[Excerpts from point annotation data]

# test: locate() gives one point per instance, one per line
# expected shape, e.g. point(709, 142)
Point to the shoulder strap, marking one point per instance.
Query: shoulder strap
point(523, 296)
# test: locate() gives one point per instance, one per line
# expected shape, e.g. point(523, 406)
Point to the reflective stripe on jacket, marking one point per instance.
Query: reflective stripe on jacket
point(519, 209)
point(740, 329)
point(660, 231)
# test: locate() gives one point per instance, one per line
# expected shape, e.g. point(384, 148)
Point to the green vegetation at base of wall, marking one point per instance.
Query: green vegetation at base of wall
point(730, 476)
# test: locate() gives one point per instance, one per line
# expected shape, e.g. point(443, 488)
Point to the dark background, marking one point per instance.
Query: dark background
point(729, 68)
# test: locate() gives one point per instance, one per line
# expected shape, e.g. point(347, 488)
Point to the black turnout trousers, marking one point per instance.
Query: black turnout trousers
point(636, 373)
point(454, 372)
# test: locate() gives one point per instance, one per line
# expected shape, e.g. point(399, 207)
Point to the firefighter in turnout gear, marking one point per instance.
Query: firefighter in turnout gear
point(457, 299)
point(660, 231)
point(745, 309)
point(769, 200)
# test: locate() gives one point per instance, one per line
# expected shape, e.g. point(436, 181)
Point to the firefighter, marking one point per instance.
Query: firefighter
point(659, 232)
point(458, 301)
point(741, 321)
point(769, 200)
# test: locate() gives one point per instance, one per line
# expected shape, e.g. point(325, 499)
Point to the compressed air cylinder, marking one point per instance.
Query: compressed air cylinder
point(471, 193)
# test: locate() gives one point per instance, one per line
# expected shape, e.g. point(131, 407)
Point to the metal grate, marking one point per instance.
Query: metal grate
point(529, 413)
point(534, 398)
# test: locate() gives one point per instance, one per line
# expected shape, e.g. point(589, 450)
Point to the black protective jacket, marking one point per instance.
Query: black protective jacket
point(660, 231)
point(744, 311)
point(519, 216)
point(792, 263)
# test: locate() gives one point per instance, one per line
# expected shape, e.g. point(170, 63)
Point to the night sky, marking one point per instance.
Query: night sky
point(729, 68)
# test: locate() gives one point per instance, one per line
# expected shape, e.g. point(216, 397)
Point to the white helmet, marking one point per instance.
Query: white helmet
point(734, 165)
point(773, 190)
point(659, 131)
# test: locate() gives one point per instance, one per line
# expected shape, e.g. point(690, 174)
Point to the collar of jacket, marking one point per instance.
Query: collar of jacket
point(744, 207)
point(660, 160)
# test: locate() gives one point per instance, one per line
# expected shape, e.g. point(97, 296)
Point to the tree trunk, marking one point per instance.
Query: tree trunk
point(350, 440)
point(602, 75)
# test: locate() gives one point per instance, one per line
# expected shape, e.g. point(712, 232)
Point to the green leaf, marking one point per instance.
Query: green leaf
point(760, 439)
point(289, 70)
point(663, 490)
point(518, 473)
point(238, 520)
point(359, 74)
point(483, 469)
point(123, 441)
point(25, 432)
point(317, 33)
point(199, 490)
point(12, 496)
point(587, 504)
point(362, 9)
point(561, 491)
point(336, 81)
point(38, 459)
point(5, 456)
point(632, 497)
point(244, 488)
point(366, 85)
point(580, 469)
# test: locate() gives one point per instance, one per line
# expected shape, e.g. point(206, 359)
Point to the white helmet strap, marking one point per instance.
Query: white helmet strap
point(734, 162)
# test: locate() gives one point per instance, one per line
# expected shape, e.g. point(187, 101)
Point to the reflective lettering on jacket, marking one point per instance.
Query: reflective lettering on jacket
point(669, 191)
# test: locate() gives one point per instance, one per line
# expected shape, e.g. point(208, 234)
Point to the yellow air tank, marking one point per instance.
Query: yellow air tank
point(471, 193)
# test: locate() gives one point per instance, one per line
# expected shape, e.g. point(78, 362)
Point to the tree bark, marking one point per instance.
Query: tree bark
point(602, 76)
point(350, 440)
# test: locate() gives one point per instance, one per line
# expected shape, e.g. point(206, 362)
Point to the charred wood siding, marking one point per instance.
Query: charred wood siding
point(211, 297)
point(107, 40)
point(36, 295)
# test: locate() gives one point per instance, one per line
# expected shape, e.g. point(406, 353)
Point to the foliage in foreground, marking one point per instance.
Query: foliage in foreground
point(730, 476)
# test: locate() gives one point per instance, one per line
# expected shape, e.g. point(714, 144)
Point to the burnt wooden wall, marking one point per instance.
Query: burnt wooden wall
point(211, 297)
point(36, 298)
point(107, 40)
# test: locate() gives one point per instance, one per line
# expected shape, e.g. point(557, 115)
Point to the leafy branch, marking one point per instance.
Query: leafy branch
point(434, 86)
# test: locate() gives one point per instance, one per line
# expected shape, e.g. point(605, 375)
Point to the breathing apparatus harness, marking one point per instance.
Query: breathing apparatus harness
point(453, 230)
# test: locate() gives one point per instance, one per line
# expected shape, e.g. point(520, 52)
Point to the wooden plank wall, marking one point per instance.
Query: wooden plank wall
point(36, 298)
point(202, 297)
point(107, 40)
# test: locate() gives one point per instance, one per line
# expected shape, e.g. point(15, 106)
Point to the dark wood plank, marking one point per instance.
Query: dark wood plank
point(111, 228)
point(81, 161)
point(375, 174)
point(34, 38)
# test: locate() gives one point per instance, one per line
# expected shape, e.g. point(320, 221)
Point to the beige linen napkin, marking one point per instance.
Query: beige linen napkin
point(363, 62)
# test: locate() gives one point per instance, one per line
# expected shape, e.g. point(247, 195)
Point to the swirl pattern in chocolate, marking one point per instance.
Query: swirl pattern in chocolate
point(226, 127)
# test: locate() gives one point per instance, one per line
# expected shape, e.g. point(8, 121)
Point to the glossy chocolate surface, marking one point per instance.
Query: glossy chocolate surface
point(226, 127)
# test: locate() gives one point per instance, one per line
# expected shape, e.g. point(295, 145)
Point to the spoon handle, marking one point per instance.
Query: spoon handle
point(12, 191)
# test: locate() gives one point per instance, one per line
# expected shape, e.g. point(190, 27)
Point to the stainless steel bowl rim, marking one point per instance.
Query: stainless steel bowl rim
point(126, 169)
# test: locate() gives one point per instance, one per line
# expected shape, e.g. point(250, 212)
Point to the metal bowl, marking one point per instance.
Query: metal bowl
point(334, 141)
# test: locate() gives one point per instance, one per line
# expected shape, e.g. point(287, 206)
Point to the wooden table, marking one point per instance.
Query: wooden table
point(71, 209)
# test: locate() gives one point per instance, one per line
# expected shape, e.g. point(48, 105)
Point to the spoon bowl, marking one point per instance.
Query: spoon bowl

### Task to carry out
Set all of the entries down again, exactly as they were given.

### Final result
# test: locate() gives one point per instance, one per line
# expected shape, e.g. point(709, 142)
Point to the shoulder strap, marking one point per instance.
Query: shoulder strap
point(523, 296)
# test: locate() gives one point per instance, one per line
# expected shape, e.g. point(523, 406)
Point to the reflective stripe on jacket, marking one point per instance.
Query: reflective stripe on jacket
point(519, 209)
point(740, 329)
point(660, 231)
# test: locate() gives one point per instance, one per line
# expected shape, e.g. point(384, 148)
Point to the green vegetation at base of wall, marking one point per instance.
Query: green vegetation at base of wall
point(730, 476)
# test: locate() gives one point per instance, one per line
# expected shape, e.g. point(443, 488)
Point to the dark background, marking one point per instance.
Query: dark background
point(729, 68)
# test: locate() gives one point per instance, one per line
# expected shape, e.g. point(347, 488)
Point to the black turnout trousers, marking one point per instance.
Query: black turnout trousers
point(636, 373)
point(454, 372)
# test: locate() gives one point per instance, one per line
# expected shape, e.g. point(399, 207)
Point to the firefighter in turnout gear, marking one point per instance.
Query: firefighter in turnout gear
point(457, 299)
point(660, 231)
point(745, 309)
point(769, 200)
# test: locate() gives one point per instance, one per line
# expected shape, e.g. point(436, 181)
Point to the firefighter, marking one point per instance.
Query: firefighter
point(659, 232)
point(458, 301)
point(741, 321)
point(769, 200)
# test: locate() gives one point per instance, one per line
# expected shape, e.g. point(325, 499)
Point to the compressed air cylinder, marking one point per instance.
Query: compressed air cylinder
point(471, 193)
# test: locate() gives one point per instance, one per line
# expected shape, e.g. point(131, 407)
Point to the metal grate, marking one point per instance.
Query: metal grate
point(529, 413)
point(534, 398)
# test: locate() gives one point per instance, one per line
# expected shape, e.g. point(589, 450)
Point to the black protective jacket, marking one point per instance.
Query: black protective jacket
point(660, 231)
point(744, 311)
point(519, 216)
point(792, 263)
# test: locate() gives one point per instance, one per line
# expected shape, e.g. point(170, 63)
Point to the night sky, marking one point per instance.
Query: night sky
point(729, 68)
# test: locate() gives one point per instance, one per line
# expected shape, e.g. point(216, 397)
Point to the white helmet, marking one point per instance.
Query: white helmet
point(734, 165)
point(773, 190)
point(659, 131)
# test: locate() gives one point per instance, one per line
# expected shape, e.g. point(690, 174)
Point to the collar of jacket, marking one point per instance.
Query: collar of jacket
point(744, 207)
point(660, 160)
# test: locate() gives one point per instance, one per line
# expected shape, e.g. point(97, 296)
Point to the tree trunk, marking one point per instance.
Query: tree trunk
point(350, 440)
point(602, 75)
# test: locate() gives one point per instance, one per line
# expected shape, e.g. point(712, 232)
Point to the green leaf, marking one point per instance.
Query: green leaf
point(760, 439)
point(289, 70)
point(663, 490)
point(518, 473)
point(238, 520)
point(359, 74)
point(483, 469)
point(123, 441)
point(25, 432)
point(317, 33)
point(199, 490)
point(12, 496)
point(587, 504)
point(362, 9)
point(561, 491)
point(336, 81)
point(38, 459)
point(5, 456)
point(632, 497)
point(244, 488)
point(366, 85)
point(580, 469)
# test: locate() gives one point per instance, one per line
# expected shape, e.g. point(206, 359)
Point to the white helmet strap, marking one point per instance.
Query: white helmet strap
point(734, 162)
# test: locate() gives one point per instance, one per line
# expected shape, e.g. point(187, 101)
Point to the reflective lettering on jacket, marking one point per instance.
Query: reflective lettering on jacket
point(669, 191)
# test: locate() gives one point per instance, one per line
# expected shape, e.g. point(208, 234)
Point to the yellow air tank, marking one point per instance.
Query: yellow air tank
point(471, 193)
# test: locate() gives one point per instance, one per line
# expected shape, e.g. point(78, 362)
Point to the tree bark, marking one point per instance.
Query: tree bark
point(602, 76)
point(350, 440)
# test: locate() gives one point per instance, one per line
# expected shape, e.g. point(206, 362)
Point to the charred wood siding, marking one point per instance.
Query: charred wood siding
point(211, 297)
point(107, 40)
point(36, 295)
# test: locate() gives one point per instance, one per line
# expected shape, e.g. point(406, 353)
Point to the foliage in foreground, marking one point per instance.
Query: foliage in foreground
point(730, 476)
# test: locate() gives one point per instance, one per line
# expected shape, e.g. point(714, 144)
Point to the burnt wooden wall, marking one point per instance.
Query: burnt wooden wall
point(211, 297)
point(36, 298)
point(107, 40)
# test: locate() gives one point per instance, one per line
# expected shape, e.g. point(557, 115)
Point to the leafy branch, marking one point per instance.
Query: leafy branch
point(434, 86)
# test: locate() gives one point per instance, one per line
# expected shape, e.g. point(605, 375)
Point to the breathing apparatus harness, marking one point per instance.
Query: breathing apparatus harness
point(453, 230)
# test: locate() gives one point per instance, one per line
# expected shape, e.g. point(520, 52)
Point to the wooden plank wall, marking one point per instance.
Query: wooden plank wall
point(36, 298)
point(202, 297)
point(107, 40)
# test: locate() gives one point per instance, one per line
# expected shape, e.g. point(15, 106)
Point to the dark wood plank, marking one point per instance.
Query: dark wood plank
point(111, 228)
point(81, 161)
point(375, 174)
point(34, 38)
# test: locate() gives one point per instance, one per line
# expected shape, e.g. point(320, 221)
Point to the beige linen napkin, marking one point per instance.
Query: beige linen napkin
point(363, 62)
# test: locate() gives one point per instance, one per line
# expected shape, e.g. point(247, 195)
Point to the swirl pattern in chocolate, marking one point per instance.
Query: swirl pattern in chocolate
point(226, 127)
# test: locate() gives one point per instance, one per line
# expected shape, e.g. point(8, 121)
Point to the glossy chocolate surface, marking one point per instance.
Query: glossy chocolate surface
point(226, 127)
# test: locate() gives one point per instance, one per line
# expected shape, e.g. point(295, 145)
Point to the spoon handle, marking one point per instance.
Query: spoon handle
point(12, 191)
# test: locate() gives one point per instance, one per line
# expected shape, e.g. point(190, 27)
Point to the stainless steel bowl rim, marking one point per instance.
Query: stainless steel bowl rim
point(126, 169)
# test: locate() gives one point per instance, one per line
# expected shape, e.g. point(250, 212)
Point to the metal bowl, marking one point per instance.
Query: metal bowl
point(334, 141)
# test: locate() gives one point per instance, one per line
# expected shape, e.g. point(287, 206)
Point to the wooden table, marking one point per instance.
Query: wooden table
point(71, 209)
# test: locate() gives one point per instance, one per line
# expected shape, e.g. point(48, 105)
Point to the spoon bowl, marking one point per instance.
Query: spoon bowl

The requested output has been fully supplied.